### Exercise:
What follows is data; output all of it exactly as given.

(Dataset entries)
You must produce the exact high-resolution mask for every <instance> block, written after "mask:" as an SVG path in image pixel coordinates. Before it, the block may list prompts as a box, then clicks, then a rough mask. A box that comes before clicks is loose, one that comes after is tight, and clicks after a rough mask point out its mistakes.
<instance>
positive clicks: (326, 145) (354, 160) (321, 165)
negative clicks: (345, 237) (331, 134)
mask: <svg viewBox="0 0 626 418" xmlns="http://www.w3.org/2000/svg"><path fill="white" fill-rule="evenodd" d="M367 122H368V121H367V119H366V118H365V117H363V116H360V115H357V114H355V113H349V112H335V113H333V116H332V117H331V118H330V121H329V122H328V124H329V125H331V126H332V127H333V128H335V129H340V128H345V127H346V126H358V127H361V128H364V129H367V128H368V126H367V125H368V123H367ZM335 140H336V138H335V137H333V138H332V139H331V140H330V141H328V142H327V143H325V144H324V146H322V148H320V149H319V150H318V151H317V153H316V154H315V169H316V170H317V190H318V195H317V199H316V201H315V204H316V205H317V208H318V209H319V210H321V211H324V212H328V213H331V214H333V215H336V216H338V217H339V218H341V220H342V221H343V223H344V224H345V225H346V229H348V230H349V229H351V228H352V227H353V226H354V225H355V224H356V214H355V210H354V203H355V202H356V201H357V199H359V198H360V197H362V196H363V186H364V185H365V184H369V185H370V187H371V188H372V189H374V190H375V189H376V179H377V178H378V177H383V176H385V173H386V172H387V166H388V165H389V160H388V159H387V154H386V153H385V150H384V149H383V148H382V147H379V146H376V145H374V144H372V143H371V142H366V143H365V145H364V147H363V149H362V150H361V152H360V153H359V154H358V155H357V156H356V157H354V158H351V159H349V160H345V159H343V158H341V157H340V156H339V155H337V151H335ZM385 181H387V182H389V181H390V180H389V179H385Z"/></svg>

### Output of the exercise:
You must produce the exact high-resolution mask for every <instance> block, written after "mask:" as an SVG path in image pixel coordinates. Before it, the block may list prompts as a box, then clicks, then a rough mask. A box that comes before clicks is loose, one that comes after is tight, and clicks after a rough mask point out its mistakes.
<instance>
positive clicks: (326, 145) (354, 160) (321, 165)
negative clicks: (345, 237) (331, 134)
mask: <svg viewBox="0 0 626 418" xmlns="http://www.w3.org/2000/svg"><path fill="white" fill-rule="evenodd" d="M367 122H368V121H367V119H366V118H365V117H363V116H360V115H357V114H355V113H349V112H335V113H333V116H332V117H331V118H330V121H329V122H328V124H329V125H331V126H332V127H333V128H335V129H340V128H345V127H346V126H358V127H361V128H364V129H367V128H368V126H367V125H368V123H367ZM335 140H336V138H335V137H333V138H332V139H331V140H330V141H328V142H327V143H325V144H324V146H322V148H320V149H319V150H318V151H317V153H316V154H315V169H316V170H317V190H318V195H317V199H316V201H315V204H316V205H317V208H318V209H319V210H321V211H324V212H328V213H331V214H333V215H336V216H338V217H339V218H341V220H342V221H343V223H344V224H345V225H346V229H348V230H349V229H351V228H352V227H353V226H354V225H355V224H356V214H355V210H354V203H355V202H356V201H357V199H359V198H360V197H362V196H363V186H364V185H365V184H369V185H370V187H371V188H372V189H374V190H375V189H376V179H377V178H378V177H383V176H385V173H386V172H387V166H388V165H389V160H388V159H387V154H386V153H385V150H384V149H383V148H382V147H379V146H376V145H374V144H372V143H371V142H366V143H365V145H364V147H363V149H362V150H361V152H360V153H359V154H358V155H357V156H356V157H354V158H351V159H349V160H345V159H343V158H341V157H340V156H339V155H337V151H335ZM385 181H387V182H389V181H390V180H389V179H385Z"/></svg>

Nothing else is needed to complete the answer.